Task to complete =
Only the lines from the start of the data to the line containing "Target: black tire", both included, should be output, exactly and without pictures.

Supplied information =
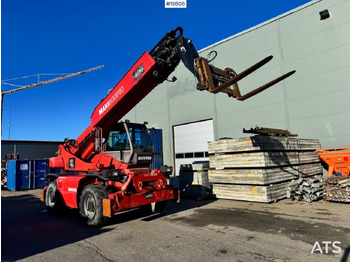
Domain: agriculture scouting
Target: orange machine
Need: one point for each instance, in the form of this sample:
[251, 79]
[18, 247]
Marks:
[336, 160]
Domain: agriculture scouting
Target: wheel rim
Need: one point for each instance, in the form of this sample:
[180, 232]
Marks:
[90, 206]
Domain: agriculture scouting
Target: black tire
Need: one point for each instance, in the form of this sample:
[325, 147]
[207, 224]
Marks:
[91, 206]
[54, 201]
[154, 208]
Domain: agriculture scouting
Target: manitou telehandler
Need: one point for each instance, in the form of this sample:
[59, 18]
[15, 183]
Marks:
[106, 169]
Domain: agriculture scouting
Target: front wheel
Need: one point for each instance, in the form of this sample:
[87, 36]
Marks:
[54, 202]
[91, 206]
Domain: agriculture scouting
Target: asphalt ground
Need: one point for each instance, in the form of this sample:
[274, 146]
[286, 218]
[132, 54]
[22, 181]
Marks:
[208, 230]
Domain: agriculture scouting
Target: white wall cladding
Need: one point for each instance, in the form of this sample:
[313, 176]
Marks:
[312, 103]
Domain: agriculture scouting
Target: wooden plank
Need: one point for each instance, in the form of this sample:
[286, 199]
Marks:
[262, 159]
[263, 176]
[262, 143]
[265, 194]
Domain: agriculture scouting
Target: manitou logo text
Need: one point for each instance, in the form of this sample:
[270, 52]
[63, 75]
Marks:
[111, 100]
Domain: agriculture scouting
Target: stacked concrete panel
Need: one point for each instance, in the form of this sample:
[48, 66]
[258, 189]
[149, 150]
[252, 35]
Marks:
[258, 168]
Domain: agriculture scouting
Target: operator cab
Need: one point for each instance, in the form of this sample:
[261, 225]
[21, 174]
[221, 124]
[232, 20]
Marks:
[129, 143]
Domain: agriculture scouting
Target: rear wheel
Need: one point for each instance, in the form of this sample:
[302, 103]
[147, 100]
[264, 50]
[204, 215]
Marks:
[54, 201]
[91, 206]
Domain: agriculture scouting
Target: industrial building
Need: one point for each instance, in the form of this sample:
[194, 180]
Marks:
[312, 39]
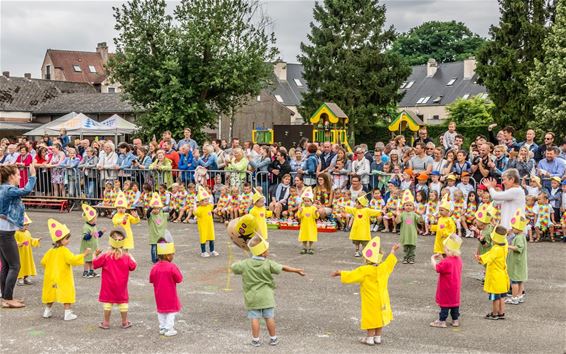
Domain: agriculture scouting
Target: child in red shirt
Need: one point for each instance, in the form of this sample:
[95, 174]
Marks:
[449, 271]
[116, 267]
[165, 276]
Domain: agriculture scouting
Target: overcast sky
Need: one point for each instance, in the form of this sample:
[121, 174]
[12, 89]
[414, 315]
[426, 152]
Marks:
[29, 28]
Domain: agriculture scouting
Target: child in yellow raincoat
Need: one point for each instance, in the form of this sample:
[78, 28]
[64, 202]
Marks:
[446, 226]
[205, 222]
[308, 233]
[373, 278]
[260, 213]
[496, 278]
[25, 243]
[360, 232]
[125, 220]
[58, 281]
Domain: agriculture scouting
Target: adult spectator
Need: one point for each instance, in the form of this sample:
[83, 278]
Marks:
[187, 140]
[423, 137]
[361, 167]
[11, 219]
[279, 167]
[511, 199]
[551, 166]
[529, 142]
[421, 162]
[327, 158]
[540, 152]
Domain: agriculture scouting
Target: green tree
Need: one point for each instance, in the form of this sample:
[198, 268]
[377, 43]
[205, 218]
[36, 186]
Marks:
[187, 69]
[472, 112]
[347, 61]
[443, 41]
[547, 84]
[504, 62]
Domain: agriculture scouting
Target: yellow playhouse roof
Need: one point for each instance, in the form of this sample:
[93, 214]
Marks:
[332, 111]
[406, 119]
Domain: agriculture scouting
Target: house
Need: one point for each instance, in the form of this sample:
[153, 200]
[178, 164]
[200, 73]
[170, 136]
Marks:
[79, 66]
[431, 87]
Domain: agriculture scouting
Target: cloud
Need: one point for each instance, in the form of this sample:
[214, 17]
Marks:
[29, 28]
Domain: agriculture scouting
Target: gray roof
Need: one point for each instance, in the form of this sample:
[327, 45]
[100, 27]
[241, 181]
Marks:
[18, 94]
[87, 103]
[435, 86]
[290, 92]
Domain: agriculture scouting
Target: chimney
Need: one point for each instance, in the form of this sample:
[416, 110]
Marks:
[431, 67]
[469, 68]
[102, 50]
[280, 69]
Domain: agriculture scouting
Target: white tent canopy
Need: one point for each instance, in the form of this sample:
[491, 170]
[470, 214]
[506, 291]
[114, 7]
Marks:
[119, 125]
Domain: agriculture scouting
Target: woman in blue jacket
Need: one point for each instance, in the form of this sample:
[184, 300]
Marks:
[11, 219]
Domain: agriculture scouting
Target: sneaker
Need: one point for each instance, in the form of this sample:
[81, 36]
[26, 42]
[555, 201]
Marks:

Your response =
Domain: agriculture scouting
Target: orange machine
Need: one point for each instance, in the form of this sample:
[251, 79]
[18, 247]
Marks:
[336, 160]
Domain: agriculture scouting
Target: wheel rim
Need: one point for each instance, in the form of this sample:
[180, 232]
Marks:
[90, 206]
Domain: agriculture scouting
Target: black tire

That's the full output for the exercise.